**WHAT THE TASK REQUIRES**
Nothing should differ. Repeat every record as written.

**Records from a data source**
- - - - -

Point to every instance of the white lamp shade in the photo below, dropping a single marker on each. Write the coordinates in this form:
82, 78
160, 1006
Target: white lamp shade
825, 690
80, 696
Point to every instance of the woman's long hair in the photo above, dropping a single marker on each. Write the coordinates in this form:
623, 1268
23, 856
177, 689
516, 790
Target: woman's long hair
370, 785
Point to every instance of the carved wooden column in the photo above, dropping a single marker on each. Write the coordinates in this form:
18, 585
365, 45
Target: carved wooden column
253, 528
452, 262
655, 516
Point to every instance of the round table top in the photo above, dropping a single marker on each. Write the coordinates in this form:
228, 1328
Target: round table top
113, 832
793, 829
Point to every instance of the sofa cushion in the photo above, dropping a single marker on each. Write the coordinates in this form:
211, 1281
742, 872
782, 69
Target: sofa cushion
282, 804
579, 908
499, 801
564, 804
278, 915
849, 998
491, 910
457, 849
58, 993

- - - - -

**RESPONSE TO THIS TASK**
Point to every instance of the white lamp shade in the photo below, dropping a single marker on each. Write the coordinates in this form:
82, 78
160, 1006
Target: white lamp shade
825, 690
80, 696
Point to every instance of the woman's long hair in the photo above, dropping a single marker on each. Write the coordinates in this form:
623, 1268
23, 856
177, 689
516, 790
Target: woman's long hair
370, 785
Point to every instance of the carved wooden column in the photo above, dropping a single marker on each. Write the coordinates in this form:
18, 585
365, 45
Target: carved wooden column
253, 528
452, 262
655, 516
Point to every instance of the round table top in the photo above, dropping a single marker on each. Write the coordinates in this form:
228, 1328
Target: round table top
113, 832
793, 829
Point to every instance of the sofa cushion in the photo above, dropping a single marker on each. Write the coordinates in this form:
211, 1281
742, 872
782, 69
Target: sofa cushion
282, 804
579, 908
499, 801
564, 804
278, 915
849, 998
491, 910
457, 849
58, 993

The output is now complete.